## Objective
Put every line of the records below into a JSON list of strings, one string per line, and leave out any blank lines.

━━━━━━━━

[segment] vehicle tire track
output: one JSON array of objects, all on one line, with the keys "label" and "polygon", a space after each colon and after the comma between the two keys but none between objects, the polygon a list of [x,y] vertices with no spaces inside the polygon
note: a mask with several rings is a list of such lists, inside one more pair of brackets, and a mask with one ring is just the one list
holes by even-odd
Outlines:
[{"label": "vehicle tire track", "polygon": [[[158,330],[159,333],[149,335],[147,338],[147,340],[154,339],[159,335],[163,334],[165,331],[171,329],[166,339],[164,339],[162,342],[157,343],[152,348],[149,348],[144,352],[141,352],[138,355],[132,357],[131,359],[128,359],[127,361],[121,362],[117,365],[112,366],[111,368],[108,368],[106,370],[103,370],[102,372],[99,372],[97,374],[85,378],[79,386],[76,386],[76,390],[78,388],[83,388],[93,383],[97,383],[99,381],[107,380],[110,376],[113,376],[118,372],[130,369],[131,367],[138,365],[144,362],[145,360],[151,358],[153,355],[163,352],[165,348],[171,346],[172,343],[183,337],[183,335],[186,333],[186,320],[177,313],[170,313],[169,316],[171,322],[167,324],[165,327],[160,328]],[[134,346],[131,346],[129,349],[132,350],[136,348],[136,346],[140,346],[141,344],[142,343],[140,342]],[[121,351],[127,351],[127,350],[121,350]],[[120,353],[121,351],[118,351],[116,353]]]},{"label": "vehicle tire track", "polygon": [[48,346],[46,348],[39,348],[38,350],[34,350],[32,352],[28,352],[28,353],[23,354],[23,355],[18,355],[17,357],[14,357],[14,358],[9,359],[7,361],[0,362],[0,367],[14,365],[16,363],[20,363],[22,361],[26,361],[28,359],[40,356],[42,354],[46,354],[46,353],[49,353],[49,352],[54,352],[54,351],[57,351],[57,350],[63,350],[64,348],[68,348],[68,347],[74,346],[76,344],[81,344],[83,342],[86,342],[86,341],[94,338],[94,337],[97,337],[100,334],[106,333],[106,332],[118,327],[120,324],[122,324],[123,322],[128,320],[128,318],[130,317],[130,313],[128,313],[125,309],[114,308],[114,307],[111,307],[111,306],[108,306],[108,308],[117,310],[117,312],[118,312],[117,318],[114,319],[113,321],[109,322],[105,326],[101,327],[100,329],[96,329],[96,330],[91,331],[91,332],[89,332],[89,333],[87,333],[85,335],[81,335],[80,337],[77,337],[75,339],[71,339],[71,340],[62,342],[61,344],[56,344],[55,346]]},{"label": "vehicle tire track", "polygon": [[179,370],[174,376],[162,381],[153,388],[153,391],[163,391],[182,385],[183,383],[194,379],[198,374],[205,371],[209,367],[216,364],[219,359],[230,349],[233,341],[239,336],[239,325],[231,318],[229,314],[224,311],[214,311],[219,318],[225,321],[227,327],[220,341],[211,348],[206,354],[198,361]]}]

━━━━━━━━

## Task response
[
  "[segment] vehicle tire track",
  "output: one JSON array of objects, all on one line, with the keys \"label\" and \"polygon\", a space after each colon and after the comma between the two keys but none between objects, the polygon a list of [x,y] vertices with no spaces inside the polygon",
  "note: a mask with several rings is a list of such lists, inside one more pair of brackets, and a mask with one ring is just the one list",
  "holes by even-odd",
  "Outlines:",
  "[{\"label\": \"vehicle tire track\", \"polygon\": [[[158,330],[159,333],[149,335],[147,338],[147,340],[154,339],[159,335],[163,334],[165,331],[171,329],[166,339],[164,339],[162,342],[157,343],[152,348],[149,348],[144,352],[141,352],[138,355],[132,357],[131,359],[128,359],[127,361],[121,362],[117,365],[112,366],[111,368],[108,368],[106,370],[103,370],[102,372],[99,372],[97,374],[85,378],[79,386],[76,386],[76,390],[78,388],[83,388],[93,383],[97,383],[99,381],[107,380],[110,376],[113,376],[118,372],[130,369],[131,367],[138,365],[144,362],[145,360],[151,358],[153,355],[163,352],[165,348],[171,346],[172,343],[183,337],[183,335],[186,333],[186,320],[177,313],[170,313],[169,316],[171,322],[167,324],[165,327],[160,328]],[[134,346],[131,346],[129,349],[132,350],[136,348],[136,346],[140,346],[141,344],[142,343],[140,342]],[[121,351],[127,351],[127,350],[121,350]],[[120,353],[121,351],[118,351],[116,353]]]},{\"label\": \"vehicle tire track\", \"polygon\": [[48,346],[46,348],[39,348],[38,350],[34,350],[32,352],[28,352],[28,353],[23,354],[23,355],[18,355],[17,357],[14,357],[14,358],[9,359],[7,361],[0,362],[0,367],[14,365],[16,363],[20,363],[22,361],[26,361],[28,359],[40,356],[42,354],[46,354],[46,353],[49,353],[49,352],[54,352],[54,351],[57,351],[57,350],[63,350],[64,348],[68,348],[68,347],[74,346],[76,344],[81,344],[83,342],[86,342],[86,341],[94,338],[94,337],[97,337],[100,334],[106,333],[106,332],[118,327],[120,324],[122,324],[123,322],[128,320],[128,318],[130,317],[130,313],[128,313],[125,309],[114,308],[114,307],[111,307],[111,306],[108,306],[108,308],[117,310],[117,312],[118,312],[117,318],[114,319],[113,321],[109,322],[105,326],[101,327],[100,329],[96,329],[96,330],[91,331],[91,332],[89,332],[89,333],[87,333],[85,335],[81,335],[80,337],[77,337],[75,339],[71,339],[71,340],[62,342],[61,344],[56,344],[55,346]]},{\"label\": \"vehicle tire track\", \"polygon\": [[179,370],[174,376],[162,381],[153,388],[153,391],[163,391],[182,385],[183,383],[194,379],[198,374],[205,371],[209,367],[216,364],[219,359],[230,349],[233,341],[239,336],[239,325],[231,318],[229,314],[224,311],[214,311],[219,318],[225,321],[227,327],[220,341],[211,348],[206,354],[198,361]]}]"
]